Erhellender ist da schon der Geburtsprozess beschrieben, die Konferenz von Herrenchiemsee und die Parlamentarische Versammlung in Bonn. Es ist das lesenswerte Kernstück dieses Buches. Die Verhandlungen um die Verfassung sind eingebettet in die Kernfrage, ob eine Staatsgründung angestrebt und die deutsche Teilung in Kauf genommen werden soll. Bommarius beschreibt kenntnisreich das politische, soziale und kulturelle Umfeld, in dem diese Beratungen stattfanden, und macht deutlich, dass dies nicht nur eine, wie man später sagen würde, deutschlandpolitische Frage war, sondern eine, die von der materiellen Not der Bevölkerung diktiert wurde.
Was folgte, waren Monate zäher Beratungen und politischer Ranküne. In ihnen wurde der sich als fatal erweisende starke Föderalismus festgeschrieben, in ihnen setzte die Sozialdemokratin Elisabeth Selbert mit einer beispiellosen öffentlichen Mobilisierung die Gleichberechtigung der Frauen durch.
Man ahnt bei der Lektüre, dass nicht nur viele der an der Verfassungsgebung beteiligten Politiker, sondern mit und nach ihnen auch das deutsche Volk in sein Grundgesetz hineingewachsen sind. So mancher, z. B. Konrad Adenauer, nahm zunächst an, dass es sich um einen eher unverbindlichen Kanon an guten Vorsätzen handelt. Und nicht nur er wurde vom Bundesverfassungsgericht eines Besseren belehrt.
170000 Verfahren hat das Gericht in Karlsruhe bis heute entschieden, sie sind eine Chronik der deutschen Staats- und Alltagsgeschichte, die, so Bommarius, von einer lebendigen Demokratie zeugt.
So sehr Bommarius den Beitrag des Bundesverfassungsgerichtes zur politischen Kultur in Deutschland würdigt, so gnadenlos geht er mit dessen Urteilen, aber vor allem der politischen Praxis ins Gericht, die seinen bürgerrechtlichen Positionen zuwiderlaufen. Von der Einschränkung der Rechtswegegarantie in der Notstandsgesetzgebung in den sechziger Jahren über „die Zertrümmerung des Asylrechts“ in den neunziger Jahren bis zu den Sicherheitsgesetzen dieses Jahrzehnts sieht er eine anschwellende Tendenz, die freiheitliche Ordnung, die 1949 geschaffen wurde, einzuschränken zugunsten eines Präventionsstaates, der den Bürger unter Generalverdacht nimmt. Die FDGO und ihre Verteidiger im Bundesverfassungsgericht sieht er vom Bundesinnenministerium und vom Gesetzgeber belagert, eher hilflos klingt sein schriller Appell an den Souverän, den Beiden „in schwerster Bedrängnis zur Hilfe zu eilen.“ Denn diesem traut er so viel Liebe zum Grundgesetz gar nicht zu. Bei so viel Pessimismus bliebe eigentlich nur noch der nahende Tod zu vermelden. Das würde sich mit der literarische Form der Biographie decken. Doch sowenig Bommarius eine Biographie geschrieben hat, sowenig sieht das Grundgesetz seinem Ende mit der Naturnotwendigkeit entgegen, die seine Titelwahl und Schlussbetrachtungen nahe legen.

Aufgaben ▸
[A] Gib aus dem Textauszug den Abschnitt von „Was folgte, waren“ bis einschließlich „lebendigen Demokratie zeugt.“ unverändert wieder.
[B] Was setzte die Sozialdemokratin Elisabeth Selbert laut Textauszug durch?

Gesammelte Daten:
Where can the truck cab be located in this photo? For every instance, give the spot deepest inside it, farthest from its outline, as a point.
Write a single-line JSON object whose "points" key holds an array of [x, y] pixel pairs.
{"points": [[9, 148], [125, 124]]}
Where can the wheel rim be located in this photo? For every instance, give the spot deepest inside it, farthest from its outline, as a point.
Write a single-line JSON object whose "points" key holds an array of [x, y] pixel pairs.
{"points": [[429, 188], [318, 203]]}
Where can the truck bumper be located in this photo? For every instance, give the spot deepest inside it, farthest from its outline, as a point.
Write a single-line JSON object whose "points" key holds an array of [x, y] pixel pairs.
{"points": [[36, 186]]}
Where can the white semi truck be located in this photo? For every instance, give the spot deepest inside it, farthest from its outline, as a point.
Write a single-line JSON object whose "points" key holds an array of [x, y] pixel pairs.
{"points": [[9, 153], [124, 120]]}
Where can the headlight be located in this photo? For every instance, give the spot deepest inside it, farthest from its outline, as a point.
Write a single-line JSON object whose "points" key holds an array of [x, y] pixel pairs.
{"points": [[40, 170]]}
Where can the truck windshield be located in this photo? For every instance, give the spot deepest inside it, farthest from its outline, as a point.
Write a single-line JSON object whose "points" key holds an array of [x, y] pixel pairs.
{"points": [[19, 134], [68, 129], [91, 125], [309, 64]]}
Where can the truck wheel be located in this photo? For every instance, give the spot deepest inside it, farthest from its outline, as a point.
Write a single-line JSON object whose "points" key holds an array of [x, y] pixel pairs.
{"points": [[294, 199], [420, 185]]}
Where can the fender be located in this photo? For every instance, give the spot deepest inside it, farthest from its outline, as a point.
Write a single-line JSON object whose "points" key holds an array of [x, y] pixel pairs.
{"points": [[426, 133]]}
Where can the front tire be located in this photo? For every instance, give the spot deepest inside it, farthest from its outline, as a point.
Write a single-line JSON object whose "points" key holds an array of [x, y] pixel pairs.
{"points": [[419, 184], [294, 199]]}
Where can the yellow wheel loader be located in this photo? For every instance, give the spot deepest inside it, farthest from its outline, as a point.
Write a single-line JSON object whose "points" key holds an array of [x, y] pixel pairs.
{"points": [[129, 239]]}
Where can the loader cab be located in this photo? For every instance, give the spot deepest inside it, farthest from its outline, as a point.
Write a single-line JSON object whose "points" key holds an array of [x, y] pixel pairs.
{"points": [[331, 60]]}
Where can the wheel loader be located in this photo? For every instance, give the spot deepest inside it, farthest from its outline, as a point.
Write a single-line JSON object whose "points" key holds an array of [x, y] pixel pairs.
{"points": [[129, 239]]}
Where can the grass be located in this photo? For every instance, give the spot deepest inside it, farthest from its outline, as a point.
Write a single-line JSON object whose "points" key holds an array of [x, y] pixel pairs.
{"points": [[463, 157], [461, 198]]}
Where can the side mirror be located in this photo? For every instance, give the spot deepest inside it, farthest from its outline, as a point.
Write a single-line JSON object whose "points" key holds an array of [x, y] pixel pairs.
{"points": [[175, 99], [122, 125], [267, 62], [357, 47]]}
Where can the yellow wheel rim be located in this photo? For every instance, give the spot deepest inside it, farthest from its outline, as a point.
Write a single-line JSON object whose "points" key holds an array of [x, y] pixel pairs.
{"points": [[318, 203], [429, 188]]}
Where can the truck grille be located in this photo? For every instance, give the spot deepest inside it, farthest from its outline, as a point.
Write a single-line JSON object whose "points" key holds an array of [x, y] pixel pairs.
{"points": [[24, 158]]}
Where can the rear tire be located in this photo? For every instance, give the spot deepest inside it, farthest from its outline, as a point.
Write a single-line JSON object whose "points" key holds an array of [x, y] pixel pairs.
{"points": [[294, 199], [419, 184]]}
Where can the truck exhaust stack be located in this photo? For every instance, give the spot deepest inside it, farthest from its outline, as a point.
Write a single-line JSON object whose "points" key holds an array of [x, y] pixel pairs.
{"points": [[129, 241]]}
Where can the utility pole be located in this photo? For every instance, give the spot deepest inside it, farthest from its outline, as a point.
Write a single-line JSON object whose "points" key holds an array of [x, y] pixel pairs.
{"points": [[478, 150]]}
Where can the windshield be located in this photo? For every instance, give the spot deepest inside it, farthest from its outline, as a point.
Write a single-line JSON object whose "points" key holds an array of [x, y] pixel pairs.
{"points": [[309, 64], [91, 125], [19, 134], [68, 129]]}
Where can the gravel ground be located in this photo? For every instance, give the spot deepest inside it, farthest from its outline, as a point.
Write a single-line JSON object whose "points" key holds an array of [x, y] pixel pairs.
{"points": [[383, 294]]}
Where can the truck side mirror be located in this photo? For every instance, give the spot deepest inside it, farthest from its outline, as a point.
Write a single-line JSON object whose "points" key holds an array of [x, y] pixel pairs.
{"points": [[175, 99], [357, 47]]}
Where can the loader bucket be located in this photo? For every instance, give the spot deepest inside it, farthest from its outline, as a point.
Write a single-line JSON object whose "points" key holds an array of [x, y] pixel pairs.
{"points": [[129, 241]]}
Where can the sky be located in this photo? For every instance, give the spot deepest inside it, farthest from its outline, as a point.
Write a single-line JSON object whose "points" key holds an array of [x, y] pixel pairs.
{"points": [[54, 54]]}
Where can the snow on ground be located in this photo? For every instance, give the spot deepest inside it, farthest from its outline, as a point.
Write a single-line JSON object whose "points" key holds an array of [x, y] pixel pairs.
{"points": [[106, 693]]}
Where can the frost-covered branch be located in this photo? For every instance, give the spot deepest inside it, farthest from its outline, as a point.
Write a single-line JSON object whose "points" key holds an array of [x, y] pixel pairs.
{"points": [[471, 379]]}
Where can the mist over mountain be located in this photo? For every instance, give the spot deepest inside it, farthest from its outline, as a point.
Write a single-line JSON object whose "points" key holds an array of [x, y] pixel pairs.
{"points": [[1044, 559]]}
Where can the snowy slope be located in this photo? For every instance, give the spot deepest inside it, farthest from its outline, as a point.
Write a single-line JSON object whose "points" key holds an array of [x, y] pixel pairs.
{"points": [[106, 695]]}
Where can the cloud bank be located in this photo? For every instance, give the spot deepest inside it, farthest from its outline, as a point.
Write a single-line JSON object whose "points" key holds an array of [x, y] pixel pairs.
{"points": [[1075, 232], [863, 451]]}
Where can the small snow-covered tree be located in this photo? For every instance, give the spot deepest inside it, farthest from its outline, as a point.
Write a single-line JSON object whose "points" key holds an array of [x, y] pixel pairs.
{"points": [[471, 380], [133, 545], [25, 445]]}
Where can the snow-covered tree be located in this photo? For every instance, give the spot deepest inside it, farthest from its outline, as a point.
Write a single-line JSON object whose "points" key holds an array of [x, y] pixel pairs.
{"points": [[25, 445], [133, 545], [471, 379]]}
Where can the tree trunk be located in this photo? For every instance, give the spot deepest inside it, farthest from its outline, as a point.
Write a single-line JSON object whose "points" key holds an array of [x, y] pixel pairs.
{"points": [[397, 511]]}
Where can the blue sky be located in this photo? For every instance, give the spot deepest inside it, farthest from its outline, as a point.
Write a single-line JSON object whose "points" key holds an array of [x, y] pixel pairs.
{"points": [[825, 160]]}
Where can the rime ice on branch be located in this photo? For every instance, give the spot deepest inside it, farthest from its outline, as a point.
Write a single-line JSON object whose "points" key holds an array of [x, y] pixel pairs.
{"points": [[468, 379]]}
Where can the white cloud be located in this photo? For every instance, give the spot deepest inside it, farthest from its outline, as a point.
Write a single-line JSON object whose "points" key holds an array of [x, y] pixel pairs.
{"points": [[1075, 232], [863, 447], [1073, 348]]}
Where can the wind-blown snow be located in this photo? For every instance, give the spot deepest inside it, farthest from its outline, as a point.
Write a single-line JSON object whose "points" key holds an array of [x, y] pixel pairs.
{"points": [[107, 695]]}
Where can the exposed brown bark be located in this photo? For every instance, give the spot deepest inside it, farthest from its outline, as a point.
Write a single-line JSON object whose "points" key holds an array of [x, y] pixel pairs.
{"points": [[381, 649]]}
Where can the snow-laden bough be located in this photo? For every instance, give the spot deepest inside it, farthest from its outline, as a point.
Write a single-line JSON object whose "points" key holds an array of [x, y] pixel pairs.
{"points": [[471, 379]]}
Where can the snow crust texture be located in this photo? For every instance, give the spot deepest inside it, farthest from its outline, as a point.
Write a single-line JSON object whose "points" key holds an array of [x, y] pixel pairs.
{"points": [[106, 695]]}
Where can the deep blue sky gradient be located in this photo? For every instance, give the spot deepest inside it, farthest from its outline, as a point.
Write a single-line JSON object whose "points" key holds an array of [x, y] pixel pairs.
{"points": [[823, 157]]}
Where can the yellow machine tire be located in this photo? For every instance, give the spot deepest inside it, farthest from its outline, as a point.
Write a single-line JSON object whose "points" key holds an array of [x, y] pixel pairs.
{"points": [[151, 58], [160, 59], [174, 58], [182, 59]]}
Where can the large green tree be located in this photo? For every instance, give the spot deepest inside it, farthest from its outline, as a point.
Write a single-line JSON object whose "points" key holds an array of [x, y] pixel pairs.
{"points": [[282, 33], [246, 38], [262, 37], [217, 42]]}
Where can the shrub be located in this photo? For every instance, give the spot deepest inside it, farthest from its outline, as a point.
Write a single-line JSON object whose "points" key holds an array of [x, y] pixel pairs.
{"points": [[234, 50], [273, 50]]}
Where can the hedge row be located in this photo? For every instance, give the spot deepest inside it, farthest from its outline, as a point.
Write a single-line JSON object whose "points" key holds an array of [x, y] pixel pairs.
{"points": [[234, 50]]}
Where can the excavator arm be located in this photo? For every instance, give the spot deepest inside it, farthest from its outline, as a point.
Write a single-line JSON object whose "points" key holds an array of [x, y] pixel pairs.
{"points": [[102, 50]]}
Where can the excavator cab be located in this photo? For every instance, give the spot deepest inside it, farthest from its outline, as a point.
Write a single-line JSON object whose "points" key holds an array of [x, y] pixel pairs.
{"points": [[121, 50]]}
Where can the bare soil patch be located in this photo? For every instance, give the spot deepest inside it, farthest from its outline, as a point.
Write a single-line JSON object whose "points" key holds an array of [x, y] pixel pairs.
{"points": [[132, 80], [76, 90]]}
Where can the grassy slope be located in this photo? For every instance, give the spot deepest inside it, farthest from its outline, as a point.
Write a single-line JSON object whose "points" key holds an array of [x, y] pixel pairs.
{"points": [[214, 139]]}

Lösungen ▸
[A]
Was folgte, waren Monate zäher Beratungen und politischer Ranküne. In ihnen wurde der sich als fatal erweisende starke Föderalismus festgeschrieben, in ihnen setzte die Sozialdemokratin Elisabeth Selbert mit einer beispiellosen öffentlichen Mobilisierung die Gleichberechtigung der Frauen durch.
Man ahnt bei der Lektüre, dass nicht nur viele der an der Verfassungsgebung beteiligten Politiker, sondern mit und nach ihnen auch das deutsche Volk in sein Grundgesetz hineingewachsen sind. So mancher, z. B. Konrad Adenauer, nahm zunächst an, dass es sich um einen eher unverbindlichen Kanon an guten Vorsätzen handelt. Und nicht nur er wurde vom Bundesverfassungsgericht eines Besseren belehrt.
170000 Verfahren hat das Gericht in Karlsruhe bis heute entschieden, sie sind eine Chronik der deutschen Staats- und Alltagsgeschichte, die, so Bommarius, von einer lebendigen Demokratie zeugt.

[B] Sie setzte mit einer beispiellosen öffentlichen Mobilisierung die Gleichberechtigung der Frauen durch.